Every record below should be printed exactly as it appears.

Saved data entries
★ ★ ★

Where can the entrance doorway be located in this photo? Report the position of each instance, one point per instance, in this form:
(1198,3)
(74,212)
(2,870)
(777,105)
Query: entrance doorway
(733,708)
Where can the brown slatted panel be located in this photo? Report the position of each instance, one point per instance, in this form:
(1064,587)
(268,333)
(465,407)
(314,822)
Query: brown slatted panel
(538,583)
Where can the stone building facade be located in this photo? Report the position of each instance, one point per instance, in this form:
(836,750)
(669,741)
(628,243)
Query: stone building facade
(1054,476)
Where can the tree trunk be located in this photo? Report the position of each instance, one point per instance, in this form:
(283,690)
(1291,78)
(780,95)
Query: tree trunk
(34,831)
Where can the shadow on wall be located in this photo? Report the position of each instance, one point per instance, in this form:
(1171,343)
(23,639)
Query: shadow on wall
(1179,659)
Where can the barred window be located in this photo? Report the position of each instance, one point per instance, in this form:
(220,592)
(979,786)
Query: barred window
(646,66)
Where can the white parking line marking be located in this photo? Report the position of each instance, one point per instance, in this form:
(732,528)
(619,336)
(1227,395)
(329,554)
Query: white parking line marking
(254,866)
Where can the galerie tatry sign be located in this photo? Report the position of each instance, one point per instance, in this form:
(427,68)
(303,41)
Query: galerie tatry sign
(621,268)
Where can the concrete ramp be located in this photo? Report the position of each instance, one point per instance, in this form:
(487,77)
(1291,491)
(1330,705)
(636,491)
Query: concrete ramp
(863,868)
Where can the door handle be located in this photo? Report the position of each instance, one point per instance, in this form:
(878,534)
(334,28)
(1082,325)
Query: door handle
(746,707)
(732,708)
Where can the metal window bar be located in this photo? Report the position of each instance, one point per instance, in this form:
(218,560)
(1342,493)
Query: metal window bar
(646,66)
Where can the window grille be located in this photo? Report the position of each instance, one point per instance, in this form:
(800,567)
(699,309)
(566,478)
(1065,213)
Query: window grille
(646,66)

★ ★ ★

▶ _Written response_:
Where can the entrance doorway be located in this photo? Report the position of each instance, one point per instance, in this form:
(1198,3)
(74,212)
(2,870)
(777,105)
Query: entrance doorway
(733,708)
Where can the brown slatted panel be located in this photo? Report the position of each instance, one point per instance, in this form:
(1064,587)
(268,333)
(465,407)
(314,822)
Query: brown slatted panel
(538,583)
Where can the stone building facade be located in this photo? Report the position of each instance, one point per instance, in this form:
(836,750)
(669,741)
(628,243)
Query: stone building facade
(1054,476)
Where can the tree trunk be located in this photo? Report the position of each instance, one point per instance, in this form:
(283,690)
(1291,78)
(780,95)
Query: tree trunk
(34,831)
Where can the shadow on wall be located in this photo? Report the position of each instance, one point per instance, in this form:
(1171,343)
(23,639)
Query: shadow on wall
(1179,659)
Where can the barred window be located in this photo? Report the position of each instance, one point per instance, in this form:
(220,592)
(979,786)
Query: barred window
(646,66)
Where can the white parking line marking be located in this photo? Report the position of each instance, one point per instance, in this form:
(732,528)
(619,336)
(1227,395)
(329,554)
Query: white parking line marking
(254,866)
Where can the galerie tatry sign be located in this photo? Report the position of each instance, one point per instance, in this form:
(427,68)
(303,41)
Query: galerie tatry sign
(621,268)
Where can the concrete ramp be located in this photo? Report the position of each instance, one point per instance, in this form:
(487,77)
(1291,491)
(1330,705)
(636,491)
Query: concrete ramp
(863,868)
Where can the door handle be located in this photo? Report the position of each instance, one point per instance, in this form:
(878,534)
(334,28)
(1082,325)
Query: door handle
(746,707)
(732,708)
Where can the metal window bar be located in this photo? Report the position of each instance, one point per instance, in this form:
(218,560)
(1342,493)
Query: metal window bar
(646,66)
Where can the window grille be located in this photo? Report the position of each instance, one point per instance, in this form:
(800,567)
(699,309)
(566,478)
(1065,213)
Query: window grille
(646,66)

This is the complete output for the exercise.